Reproduce the data below verbatim from the line containing "Return the mask of every instance of the door" through its final line, and produce nothing more.

Information given below:

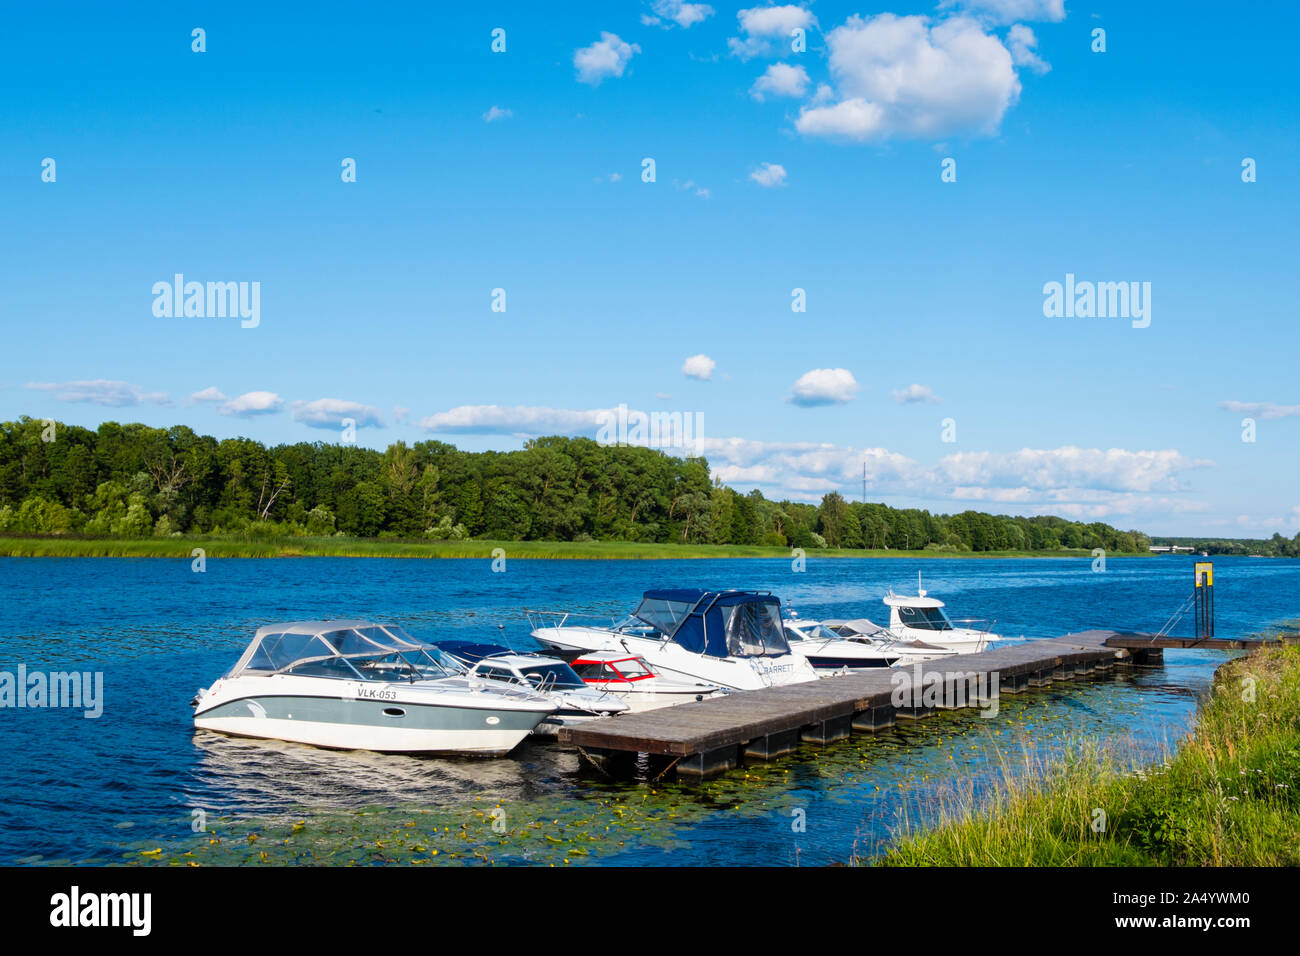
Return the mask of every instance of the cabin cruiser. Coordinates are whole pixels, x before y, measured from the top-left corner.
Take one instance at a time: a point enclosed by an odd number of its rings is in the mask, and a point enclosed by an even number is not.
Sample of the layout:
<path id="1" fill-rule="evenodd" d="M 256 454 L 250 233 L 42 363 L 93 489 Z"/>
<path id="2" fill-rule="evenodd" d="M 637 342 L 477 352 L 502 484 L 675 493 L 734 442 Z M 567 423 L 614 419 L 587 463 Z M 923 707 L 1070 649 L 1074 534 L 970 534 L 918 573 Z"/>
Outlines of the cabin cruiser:
<path id="1" fill-rule="evenodd" d="M 889 631 L 895 637 L 905 641 L 922 641 L 960 654 L 973 654 L 984 650 L 994 641 L 1002 640 L 991 632 L 992 624 L 988 621 L 949 620 L 943 611 L 943 602 L 930 597 L 925 588 L 921 587 L 919 574 L 916 585 L 915 597 L 895 594 L 893 588 L 885 595 L 885 605 L 889 608 Z"/>
<path id="2" fill-rule="evenodd" d="M 807 658 L 822 676 L 892 667 L 899 659 L 882 643 L 846 639 L 821 621 L 799 620 L 793 614 L 785 621 L 785 636 L 790 650 Z"/>
<path id="3" fill-rule="evenodd" d="M 557 705 L 465 668 L 393 624 L 297 621 L 259 628 L 192 702 L 194 726 L 381 753 L 509 753 Z"/>
<path id="4" fill-rule="evenodd" d="M 580 654 L 570 665 L 589 687 L 598 687 L 627 702 L 633 713 L 658 710 L 692 700 L 721 697 L 726 693 L 716 684 L 673 680 L 655 671 L 644 657 L 624 651 L 591 651 Z"/>
<path id="5" fill-rule="evenodd" d="M 598 627 L 569 615 L 538 626 L 533 637 L 561 652 L 622 651 L 643 657 L 675 680 L 755 690 L 817 679 L 807 658 L 790 651 L 781 601 L 762 591 L 666 588 L 646 591 L 631 617 Z"/>
<path id="6" fill-rule="evenodd" d="M 513 651 L 500 644 L 439 641 L 438 647 L 467 668 L 472 681 L 515 685 L 555 703 L 556 710 L 534 728 L 539 737 L 554 737 L 561 727 L 609 717 L 630 709 L 627 701 L 603 688 L 589 686 L 573 668 L 555 657 Z"/>
<path id="7" fill-rule="evenodd" d="M 895 594 L 890 588 L 884 601 L 889 608 L 889 627 L 878 627 L 865 618 L 852 621 L 826 621 L 841 637 L 889 644 L 911 656 L 905 663 L 941 657 L 945 654 L 974 654 L 994 641 L 992 623 L 975 619 L 953 621 L 944 613 L 944 604 L 921 587 L 916 576 L 916 595 Z M 984 626 L 970 626 L 984 625 Z"/>

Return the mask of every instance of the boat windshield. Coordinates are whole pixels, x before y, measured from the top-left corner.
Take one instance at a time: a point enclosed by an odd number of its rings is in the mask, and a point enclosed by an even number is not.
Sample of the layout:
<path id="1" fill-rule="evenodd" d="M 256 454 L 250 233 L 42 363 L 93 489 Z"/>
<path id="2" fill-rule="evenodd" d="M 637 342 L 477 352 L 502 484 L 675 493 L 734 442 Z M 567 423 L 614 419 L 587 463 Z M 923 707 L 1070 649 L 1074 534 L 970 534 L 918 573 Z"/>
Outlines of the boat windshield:
<path id="1" fill-rule="evenodd" d="M 633 617 L 649 624 L 656 631 L 672 634 L 690 615 L 696 601 L 675 601 L 670 598 L 642 598 Z"/>
<path id="2" fill-rule="evenodd" d="M 315 627 L 292 624 L 258 631 L 234 677 L 246 671 L 292 673 L 340 680 L 437 680 L 465 668 L 431 644 L 415 640 L 394 625 L 356 624 Z"/>
<path id="3" fill-rule="evenodd" d="M 786 626 L 785 636 L 791 641 L 838 641 L 842 638 L 825 624 L 800 624 Z"/>
<path id="4" fill-rule="evenodd" d="M 573 668 L 562 661 L 555 661 L 551 664 L 534 664 L 532 667 L 521 667 L 519 673 L 524 675 L 524 680 L 535 687 L 549 687 L 553 690 L 574 690 L 587 686 L 582 678 L 574 673 Z"/>
<path id="5" fill-rule="evenodd" d="M 907 607 L 898 609 L 898 620 L 906 627 L 922 631 L 951 631 L 952 624 L 938 607 Z"/>

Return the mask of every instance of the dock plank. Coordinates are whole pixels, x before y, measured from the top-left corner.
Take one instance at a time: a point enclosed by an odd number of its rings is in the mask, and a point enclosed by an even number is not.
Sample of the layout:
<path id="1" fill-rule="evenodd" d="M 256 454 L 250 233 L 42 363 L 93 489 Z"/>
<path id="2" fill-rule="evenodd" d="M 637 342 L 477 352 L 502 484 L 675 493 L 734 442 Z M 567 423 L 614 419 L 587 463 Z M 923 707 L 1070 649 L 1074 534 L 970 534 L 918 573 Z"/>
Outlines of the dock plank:
<path id="1" fill-rule="evenodd" d="M 1129 631 L 1089 630 L 1022 644 L 995 646 L 977 654 L 959 654 L 918 665 L 881 668 L 859 674 L 826 677 L 806 684 L 787 684 L 745 691 L 639 714 L 620 714 L 559 731 L 562 743 L 596 752 L 635 752 L 688 757 L 728 747 L 744 747 L 764 737 L 852 718 L 894 705 L 900 672 L 922 675 L 965 675 L 990 681 L 994 675 L 1007 692 L 1024 690 L 1027 682 L 1046 683 L 1055 676 L 1069 678 L 1091 670 L 1088 665 L 1159 660 L 1164 648 L 1213 647 L 1252 650 L 1267 641 L 1174 638 Z M 1272 643 L 1300 643 L 1289 635 Z M 1062 675 L 1062 671 L 1065 673 Z M 947 686 L 954 686 L 945 678 Z M 979 706 L 969 699 L 966 706 Z M 922 708 L 924 710 L 925 708 Z M 905 712 L 913 708 L 902 708 Z"/>

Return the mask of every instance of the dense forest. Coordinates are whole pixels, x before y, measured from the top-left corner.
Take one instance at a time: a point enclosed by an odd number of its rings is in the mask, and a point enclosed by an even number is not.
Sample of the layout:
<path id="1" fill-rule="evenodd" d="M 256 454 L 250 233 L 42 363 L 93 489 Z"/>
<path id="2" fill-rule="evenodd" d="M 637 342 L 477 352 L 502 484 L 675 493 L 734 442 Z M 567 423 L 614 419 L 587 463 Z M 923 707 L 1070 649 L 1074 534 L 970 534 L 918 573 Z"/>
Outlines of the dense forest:
<path id="1" fill-rule="evenodd" d="M 268 448 L 185 426 L 95 431 L 0 424 L 0 533 L 349 535 L 367 538 L 688 542 L 937 551 L 1105 548 L 1148 539 L 1054 517 L 850 502 L 769 501 L 710 478 L 703 458 L 585 438 L 520 451 L 439 441 L 385 451 L 321 442 Z"/>

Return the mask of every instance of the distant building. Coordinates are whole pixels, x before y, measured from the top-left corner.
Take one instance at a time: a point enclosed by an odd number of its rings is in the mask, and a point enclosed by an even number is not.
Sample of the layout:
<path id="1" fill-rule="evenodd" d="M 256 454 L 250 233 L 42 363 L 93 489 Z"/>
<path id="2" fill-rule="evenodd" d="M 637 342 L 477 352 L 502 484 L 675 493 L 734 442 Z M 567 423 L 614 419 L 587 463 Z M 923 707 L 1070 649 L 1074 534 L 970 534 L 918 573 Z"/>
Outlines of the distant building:
<path id="1" fill-rule="evenodd" d="M 1153 544 L 1147 548 L 1147 550 L 1154 551 L 1156 554 L 1178 554 L 1180 551 L 1186 551 L 1188 554 L 1191 554 L 1196 549 L 1191 545 Z"/>

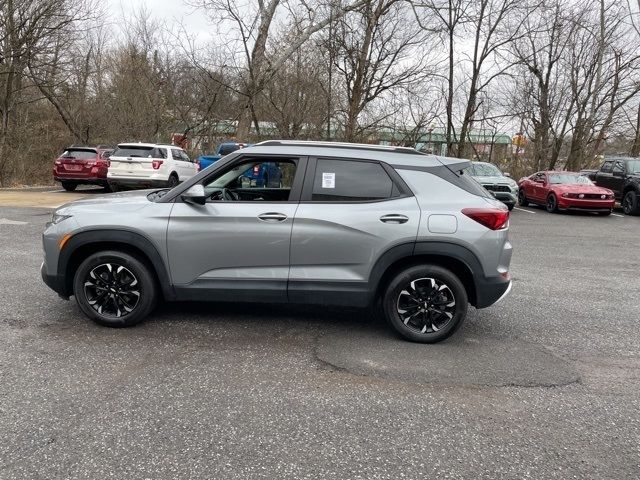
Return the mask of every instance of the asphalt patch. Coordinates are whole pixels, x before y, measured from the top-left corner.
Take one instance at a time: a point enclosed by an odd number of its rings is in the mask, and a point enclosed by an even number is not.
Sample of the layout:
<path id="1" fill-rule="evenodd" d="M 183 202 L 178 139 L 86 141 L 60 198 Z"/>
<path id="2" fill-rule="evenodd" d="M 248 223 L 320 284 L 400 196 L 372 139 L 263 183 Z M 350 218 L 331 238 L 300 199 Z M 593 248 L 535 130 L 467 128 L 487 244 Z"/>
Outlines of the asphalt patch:
<path id="1" fill-rule="evenodd" d="M 458 332 L 424 345 L 370 327 L 320 337 L 318 360 L 356 375 L 421 384 L 555 387 L 580 381 L 570 363 L 521 340 Z"/>

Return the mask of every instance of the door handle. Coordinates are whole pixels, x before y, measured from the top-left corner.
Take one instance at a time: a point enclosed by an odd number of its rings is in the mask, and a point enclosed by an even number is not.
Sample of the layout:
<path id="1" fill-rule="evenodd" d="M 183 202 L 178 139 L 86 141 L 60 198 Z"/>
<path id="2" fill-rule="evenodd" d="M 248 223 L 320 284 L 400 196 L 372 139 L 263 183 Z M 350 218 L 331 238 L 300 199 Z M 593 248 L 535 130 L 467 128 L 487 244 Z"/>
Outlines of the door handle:
<path id="1" fill-rule="evenodd" d="M 407 223 L 409 221 L 409 217 L 398 213 L 391 213 L 389 215 L 381 216 L 380 221 L 383 223 Z"/>
<path id="2" fill-rule="evenodd" d="M 258 220 L 263 222 L 284 222 L 288 217 L 284 213 L 267 212 L 258 215 Z"/>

End of Information given.

■ Problem solution:
Return the mask of every instance of the door handle. Coordinates are whole pixels, x before y, measured from the top-left corner.
Take one instance at a time: a point enclosed by an odd number of its rings is in the mask, and a point enclosed by an even number is not.
Sample of the layout:
<path id="1" fill-rule="evenodd" d="M 183 202 L 178 139 L 86 141 L 60 198 Z"/>
<path id="2" fill-rule="evenodd" d="M 248 223 L 320 284 L 400 196 L 372 139 L 263 183 Z M 350 218 L 331 238 L 300 199 Z M 593 248 L 535 130 L 467 128 L 487 244 Z"/>
Outlines of the door handle:
<path id="1" fill-rule="evenodd" d="M 407 223 L 409 221 L 409 217 L 398 213 L 391 213 L 389 215 L 381 216 L 380 221 L 383 223 Z"/>
<path id="2" fill-rule="evenodd" d="M 258 220 L 263 222 L 284 222 L 288 217 L 284 213 L 267 212 L 258 215 Z"/>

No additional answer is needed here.